TO DO:
Pull out each line below that contains the string "Target". Case counts.

AVAILABLE DATA:
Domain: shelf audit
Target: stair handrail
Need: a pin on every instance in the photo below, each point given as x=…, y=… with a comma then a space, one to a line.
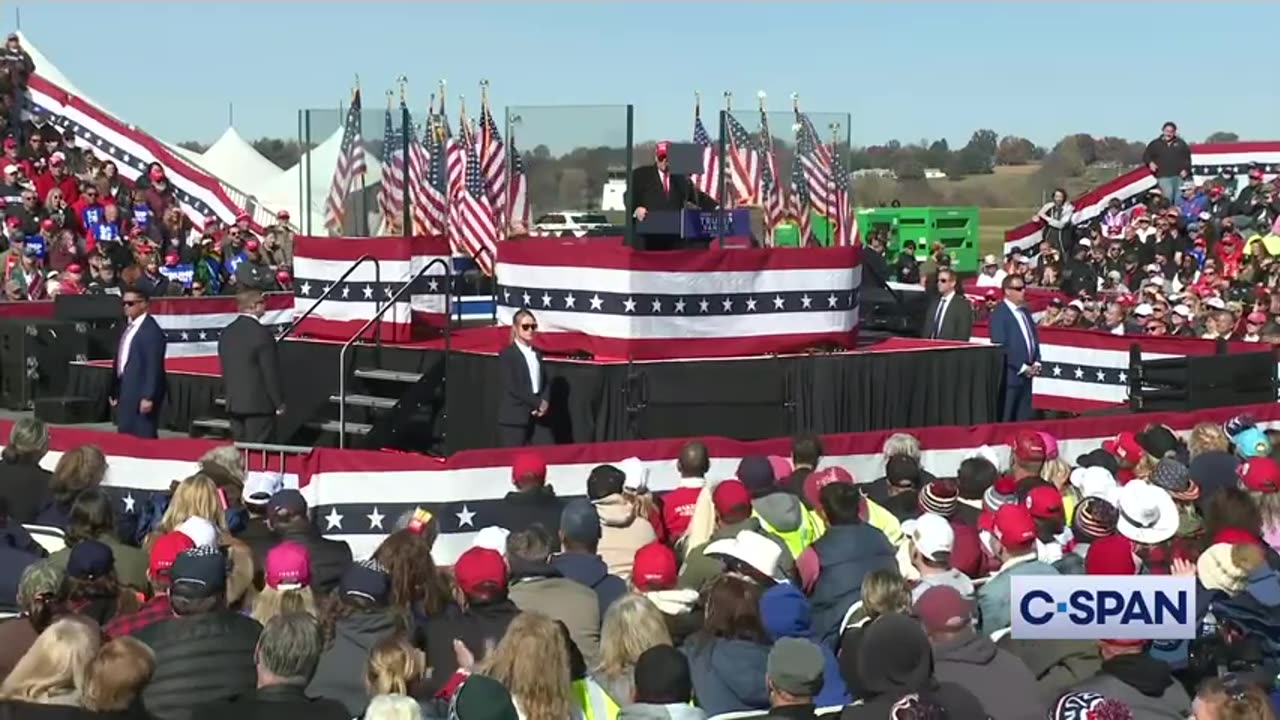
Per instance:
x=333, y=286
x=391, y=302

==

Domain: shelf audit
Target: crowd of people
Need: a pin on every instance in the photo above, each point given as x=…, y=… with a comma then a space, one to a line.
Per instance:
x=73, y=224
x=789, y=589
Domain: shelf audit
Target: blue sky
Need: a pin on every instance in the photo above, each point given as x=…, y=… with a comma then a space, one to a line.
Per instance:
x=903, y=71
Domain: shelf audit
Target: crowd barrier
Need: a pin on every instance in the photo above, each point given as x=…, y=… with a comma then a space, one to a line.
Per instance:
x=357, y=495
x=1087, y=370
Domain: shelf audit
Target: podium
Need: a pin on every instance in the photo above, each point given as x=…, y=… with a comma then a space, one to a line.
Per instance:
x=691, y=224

WRITTEN SOLUTION:
Target: stair handrail
Target: crowd of people
Target: blue sky
Target: crowd barrier
Target: podium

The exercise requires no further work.